Exact reproduction of the data is required, with images excluded.
################
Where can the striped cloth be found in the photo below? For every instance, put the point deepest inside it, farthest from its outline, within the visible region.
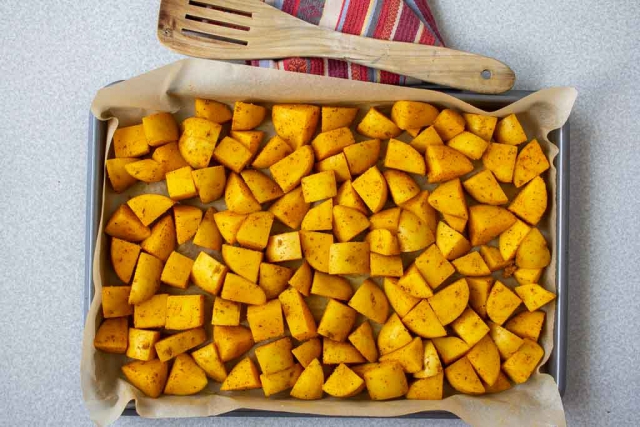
(400, 20)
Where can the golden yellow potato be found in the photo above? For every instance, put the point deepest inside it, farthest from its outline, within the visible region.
(377, 125)
(343, 382)
(401, 186)
(451, 243)
(273, 279)
(463, 378)
(118, 175)
(445, 163)
(210, 183)
(486, 222)
(247, 116)
(275, 356)
(332, 142)
(501, 303)
(480, 125)
(479, 288)
(214, 111)
(112, 336)
(506, 341)
(187, 220)
(225, 312)
(501, 160)
(470, 327)
(337, 321)
(485, 188)
(237, 288)
(348, 197)
(413, 233)
(531, 162)
(307, 351)
(509, 131)
(450, 302)
(291, 208)
(208, 273)
(471, 264)
(147, 170)
(255, 229)
(310, 382)
(362, 339)
(347, 258)
(295, 123)
(146, 279)
(316, 248)
(521, 365)
(422, 321)
(123, 258)
(243, 376)
(372, 188)
(414, 284)
(338, 164)
(531, 203)
(336, 352)
(299, 318)
(527, 324)
(263, 188)
(362, 156)
(280, 381)
(433, 266)
(319, 217)
(275, 150)
(370, 301)
(400, 301)
(141, 344)
(393, 335)
(413, 114)
(130, 142)
(427, 137)
(337, 117)
(331, 286)
(115, 301)
(431, 365)
(404, 157)
(181, 342)
(229, 223)
(410, 357)
(386, 381)
(208, 359)
(177, 270)
(149, 377)
(449, 123)
(186, 377)
(198, 141)
(533, 251)
(243, 262)
(232, 341)
(427, 388)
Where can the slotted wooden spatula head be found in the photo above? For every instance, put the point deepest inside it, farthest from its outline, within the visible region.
(251, 29)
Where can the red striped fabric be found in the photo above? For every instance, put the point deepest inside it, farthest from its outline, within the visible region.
(400, 20)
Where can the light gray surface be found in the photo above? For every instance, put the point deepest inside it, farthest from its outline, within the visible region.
(53, 58)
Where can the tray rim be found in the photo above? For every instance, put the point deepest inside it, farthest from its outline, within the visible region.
(556, 364)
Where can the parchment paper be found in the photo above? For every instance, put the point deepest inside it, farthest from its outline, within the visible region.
(172, 88)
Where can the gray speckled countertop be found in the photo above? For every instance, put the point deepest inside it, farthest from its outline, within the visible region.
(55, 57)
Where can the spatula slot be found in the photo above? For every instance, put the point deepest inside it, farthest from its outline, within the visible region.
(201, 34)
(214, 22)
(219, 8)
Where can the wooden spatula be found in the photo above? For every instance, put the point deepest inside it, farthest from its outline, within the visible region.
(250, 29)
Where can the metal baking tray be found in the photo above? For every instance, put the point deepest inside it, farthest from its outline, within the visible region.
(557, 363)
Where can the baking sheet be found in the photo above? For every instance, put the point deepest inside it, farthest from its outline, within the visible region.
(172, 88)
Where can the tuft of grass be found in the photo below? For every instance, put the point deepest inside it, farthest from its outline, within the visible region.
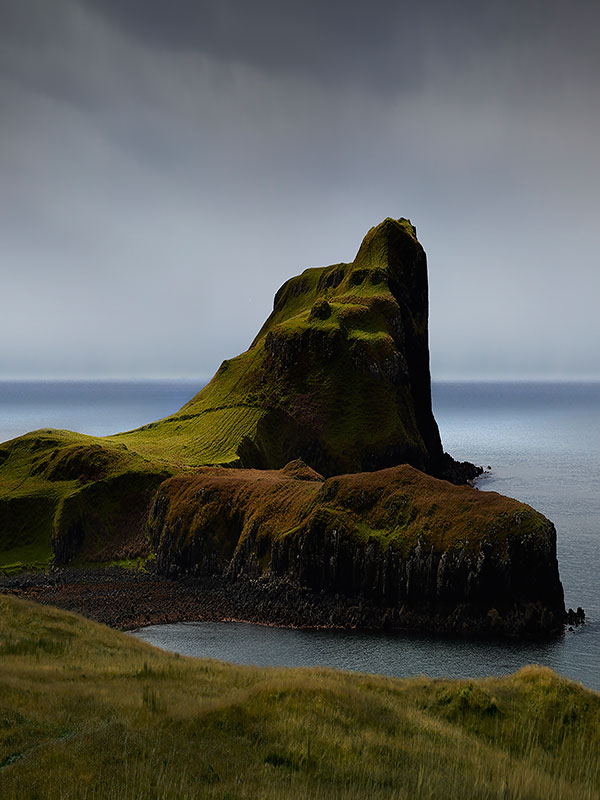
(103, 715)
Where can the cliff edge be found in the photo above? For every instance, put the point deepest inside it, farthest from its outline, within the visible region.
(336, 383)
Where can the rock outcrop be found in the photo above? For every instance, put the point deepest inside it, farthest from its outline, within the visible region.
(339, 373)
(396, 538)
(338, 376)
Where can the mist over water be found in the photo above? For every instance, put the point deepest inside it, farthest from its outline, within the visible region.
(542, 441)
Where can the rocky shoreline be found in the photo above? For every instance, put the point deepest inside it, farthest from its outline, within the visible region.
(127, 600)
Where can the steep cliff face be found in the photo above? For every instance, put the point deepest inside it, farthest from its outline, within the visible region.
(338, 376)
(396, 537)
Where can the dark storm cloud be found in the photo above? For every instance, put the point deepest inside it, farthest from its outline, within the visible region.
(386, 44)
(164, 166)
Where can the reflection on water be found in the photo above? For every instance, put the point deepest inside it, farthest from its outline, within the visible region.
(399, 655)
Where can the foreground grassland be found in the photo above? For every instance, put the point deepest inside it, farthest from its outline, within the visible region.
(86, 712)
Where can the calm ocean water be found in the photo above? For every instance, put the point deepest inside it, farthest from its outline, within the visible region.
(542, 441)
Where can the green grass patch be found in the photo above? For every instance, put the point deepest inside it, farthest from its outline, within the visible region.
(86, 712)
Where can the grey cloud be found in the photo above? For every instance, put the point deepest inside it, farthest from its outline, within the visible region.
(163, 172)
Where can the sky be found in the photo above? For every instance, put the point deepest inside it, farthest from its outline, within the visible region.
(166, 166)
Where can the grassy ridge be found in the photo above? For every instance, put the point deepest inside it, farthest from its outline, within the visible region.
(86, 712)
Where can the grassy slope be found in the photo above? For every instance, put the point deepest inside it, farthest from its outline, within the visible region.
(53, 481)
(86, 712)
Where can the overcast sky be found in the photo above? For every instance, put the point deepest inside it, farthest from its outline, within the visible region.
(166, 164)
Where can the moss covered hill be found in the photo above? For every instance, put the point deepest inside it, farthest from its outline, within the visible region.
(87, 713)
(337, 376)
(427, 553)
(339, 373)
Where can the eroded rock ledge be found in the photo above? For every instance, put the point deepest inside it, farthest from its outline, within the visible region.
(423, 551)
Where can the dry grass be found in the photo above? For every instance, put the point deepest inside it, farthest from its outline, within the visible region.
(86, 712)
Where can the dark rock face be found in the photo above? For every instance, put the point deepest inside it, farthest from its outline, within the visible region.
(455, 557)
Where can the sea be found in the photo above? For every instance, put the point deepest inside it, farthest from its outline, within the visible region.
################
* Exercise result *
Where can the striped cloth be found in the photo below? For every instance, put the point deepest inside it, farthest from its outline, within the visible region.
(400, 20)
Where can the golden yellow potato be found in the photo above? For every instance, put the point deepest inside it, farthest from its outline, within the visible region.
(377, 125)
(343, 382)
(401, 186)
(451, 243)
(273, 279)
(463, 378)
(118, 175)
(445, 163)
(210, 183)
(486, 222)
(247, 116)
(275, 356)
(332, 142)
(501, 303)
(480, 125)
(479, 288)
(214, 111)
(112, 336)
(506, 341)
(187, 220)
(225, 312)
(501, 160)
(470, 327)
(337, 321)
(485, 188)
(237, 288)
(348, 197)
(413, 233)
(531, 162)
(307, 351)
(509, 131)
(450, 302)
(291, 208)
(208, 273)
(471, 264)
(147, 170)
(255, 229)
(310, 382)
(362, 339)
(347, 258)
(295, 123)
(146, 279)
(316, 248)
(521, 365)
(422, 321)
(123, 258)
(243, 376)
(372, 188)
(414, 284)
(338, 164)
(531, 203)
(336, 352)
(299, 318)
(527, 324)
(263, 188)
(362, 156)
(280, 381)
(433, 266)
(319, 217)
(275, 150)
(370, 301)
(400, 301)
(141, 344)
(393, 335)
(413, 114)
(130, 142)
(427, 137)
(337, 117)
(331, 286)
(115, 301)
(431, 365)
(404, 157)
(181, 342)
(229, 223)
(410, 357)
(386, 381)
(208, 359)
(177, 270)
(149, 377)
(449, 123)
(186, 377)
(198, 141)
(533, 251)
(243, 262)
(232, 341)
(427, 388)
Where can the slotted wooden spatula head be found in the photo above? For every instance, put the point deepest inside it, farthest from its outline, within the visible region.
(251, 29)
Where can the red striped fabric be found in the photo above? For every instance, put the point deepest inside it, farthest from its outline, within the visible region.
(400, 20)
Where can the light gray surface be found in the photo above? For every instance, put the point deepest inside it, farthest from its outline, within the visible region.
(53, 58)
Where can the tray rim be found in the photo above? For every instance, put the point deepest inside it, farthest from its outline, within the visible region.
(556, 364)
Where can the parchment paper be found in the photo above? For every instance, put the point deepest inside it, farthest from its outline, within the visible region.
(172, 88)
Where can the gray speckled countertop be found in the photo above? For every instance, put the point deepest inside it, farthest from its outline, within the visible region.
(55, 57)
Where can the spatula slot be found in the photo above? For every instance, put the point deepest inside it, farthest from its outline, within the visible region.
(201, 34)
(214, 22)
(219, 8)
Where can the wooden spatula be found in the photo above? For every instance, put the point deepest inside it, farthest from its outline, within the visible region.
(250, 29)
Where can the metal baking tray be found in the photo above? For every instance, put the point deepest inside it, farthest from its outline, within the visible region.
(557, 363)
Where can the baking sheet be found in the photo above? For every instance, put the point deepest inside it, farthest from its outline, within the visible region.
(172, 88)
Where can the tuft of grass be found in the photo below? For every instance, put the point deepest inside it, farthest from its outline, within the visible region.
(103, 715)
Where can the cliff edge be found in the photo above? For every instance, put the point deepest inside it, farthest from its outline, within the visible region.
(336, 383)
Where can the rock outcrop be found in the photo above? For every instance, put the point deepest inside it, farthest from its outline, within the visible region.
(339, 373)
(396, 538)
(338, 376)
Where can the mist over water be found in the photo above? For every instance, put the point deepest inside it, farthest from its outline, within the visible region.
(542, 441)
Where can the rocky shoreline be found in the photo above? For every instance, put the point deepest inside it, farthest from its outline, within the visible region.
(127, 600)
Where can the steep cliff face be found in the photo above? For every instance, put the point deepest inside it, farthest from its outline, within the visible region.
(338, 376)
(396, 537)
Where can the dark storm cloud be found in the photo above? For every instance, put the point deepest inside it, farthest from its outline, within the visible region.
(386, 44)
(164, 166)
Where can the reflection on water be found in the photo above? For every instance, put the point deepest inside it, farthest from its outline, within the visible region.
(399, 655)
Where can the foreground grassland be found in the photo above? For every instance, put the point deepest inside it, farthest from its outline, within the visible region.
(86, 712)
Where can the calm ocean water be found in the photo above? For every instance, put the point deepest inside it, farthest from its outline, within the visible region.
(542, 441)
Where can the green grass patch be found in the photo above? For every instance, put the point deepest inside it, farthest from its outline, within the visible region.
(86, 712)
Where can the grey cloud be found in the photo above? For every instance, put the point deepest inside it, farthest from its outline, within the visible region.
(163, 172)
Where can the sky be found in the photo above? For every instance, put the point deepest inside it, farthest from its outline, within the visible region.
(166, 166)
Where can the grassy ridge be found in the photo above? For every instance, put the point deepest inside it, farthest from its outline, within the visible region.
(86, 712)
Where can the grassy slope be found in the photo above? For every instance, put the point deepest inside it, farthest from its outline, within the visible region.
(53, 481)
(86, 712)
Where can the overcast sky be found in the photo above? For every instance, put the point deepest inside it, farthest from its outline, within the visible region.
(166, 164)
Where can the moss covered hill be found in the photo above? For every instance, put the point deepest inside it, farthest from its outline, within the visible region.
(87, 713)
(337, 376)
(427, 553)
(339, 373)
Where can the eroded rock ledge be found in the photo above? For every instance, put the point deepest inside it, farthest from its outline, within the visible region.
(423, 551)
Where can the dry grass be found in the photo above? For every instance, put the point deepest inside it, farthest from its outline, within the visible region.
(86, 712)
Where can the dark rock face be found in the photo above? For every instance, put the point deepest inside it, farthest from its outline, within the visible region.
(455, 557)
Where can the sea be found in the photo above? For every instance, put the point deepest inside it, farthest from its outline, within the visible region.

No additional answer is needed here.